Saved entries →

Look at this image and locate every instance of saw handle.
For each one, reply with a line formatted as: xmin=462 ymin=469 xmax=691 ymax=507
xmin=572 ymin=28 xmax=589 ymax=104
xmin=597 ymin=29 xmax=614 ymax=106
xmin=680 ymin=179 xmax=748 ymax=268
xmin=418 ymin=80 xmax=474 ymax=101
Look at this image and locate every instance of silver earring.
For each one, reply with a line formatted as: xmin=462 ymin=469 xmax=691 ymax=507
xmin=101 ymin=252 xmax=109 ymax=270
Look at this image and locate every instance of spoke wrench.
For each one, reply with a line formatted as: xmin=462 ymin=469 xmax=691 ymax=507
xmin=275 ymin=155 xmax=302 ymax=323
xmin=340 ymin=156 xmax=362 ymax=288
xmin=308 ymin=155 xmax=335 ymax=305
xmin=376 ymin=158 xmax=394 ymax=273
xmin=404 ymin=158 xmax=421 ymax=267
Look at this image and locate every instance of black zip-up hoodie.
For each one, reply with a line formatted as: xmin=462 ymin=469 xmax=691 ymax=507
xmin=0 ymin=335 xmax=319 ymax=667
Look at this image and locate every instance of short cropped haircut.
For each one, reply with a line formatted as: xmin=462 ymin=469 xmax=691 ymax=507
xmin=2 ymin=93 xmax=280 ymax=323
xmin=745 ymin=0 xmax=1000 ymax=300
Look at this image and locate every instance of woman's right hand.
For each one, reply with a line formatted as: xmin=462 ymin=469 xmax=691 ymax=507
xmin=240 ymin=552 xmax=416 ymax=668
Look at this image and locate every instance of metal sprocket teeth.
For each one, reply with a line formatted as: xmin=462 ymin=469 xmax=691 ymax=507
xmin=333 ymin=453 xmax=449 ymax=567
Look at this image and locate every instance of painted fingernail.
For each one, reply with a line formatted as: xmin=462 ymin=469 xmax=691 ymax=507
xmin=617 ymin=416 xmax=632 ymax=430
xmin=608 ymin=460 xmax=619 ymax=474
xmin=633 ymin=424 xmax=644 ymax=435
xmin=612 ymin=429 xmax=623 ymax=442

THE TASK →
You are asked to copy all of the entries above exactly.

EXERCISE SOLUTION →
Look at this image and locate every instance of saw handle.
For each one, reply with a line formatted as: xmin=462 ymin=469 xmax=691 ymax=507
xmin=572 ymin=28 xmax=589 ymax=104
xmin=597 ymin=29 xmax=614 ymax=106
xmin=680 ymin=179 xmax=748 ymax=268
xmin=418 ymin=80 xmax=474 ymax=101
Look at this image and locate every instance of silver earring.
For each one, reply with a line formatted as: xmin=462 ymin=469 xmax=691 ymax=507
xmin=101 ymin=252 xmax=109 ymax=270
Look at this image and locate every instance of spoke wrench.
For each one, reply with a line formatted as: xmin=462 ymin=469 xmax=691 ymax=507
xmin=275 ymin=155 xmax=302 ymax=323
xmin=340 ymin=156 xmax=362 ymax=288
xmin=308 ymin=155 xmax=335 ymax=305
xmin=376 ymin=158 xmax=394 ymax=273
xmin=404 ymin=158 xmax=421 ymax=267
Look at this image and locate every instance of black zip-up hoodie.
For each one, reply with a line formatted as: xmin=462 ymin=469 xmax=691 ymax=507
xmin=0 ymin=335 xmax=319 ymax=667
Look at this image and locate every instance of short cropped haircut.
For each one, reply with a line formatted as: xmin=462 ymin=469 xmax=691 ymax=507
xmin=2 ymin=93 xmax=280 ymax=323
xmin=745 ymin=0 xmax=1000 ymax=300
Look at this image and locate every instance of woman's right hand.
For each one, reply with a line formatted as: xmin=462 ymin=469 xmax=691 ymax=507
xmin=240 ymin=552 xmax=416 ymax=668
Look at this image and locate every instance of metal sprocket teeth.
For each one, reply with a line formatted as: xmin=462 ymin=469 xmax=691 ymax=507
xmin=333 ymin=453 xmax=449 ymax=567
Look at this image and locate every instance of painted fingernail.
For each one, reply with a line formatted as: xmin=462 ymin=469 xmax=691 ymax=507
xmin=617 ymin=416 xmax=632 ymax=430
xmin=608 ymin=460 xmax=619 ymax=474
xmin=633 ymin=424 xmax=644 ymax=435
xmin=612 ymin=429 xmax=623 ymax=442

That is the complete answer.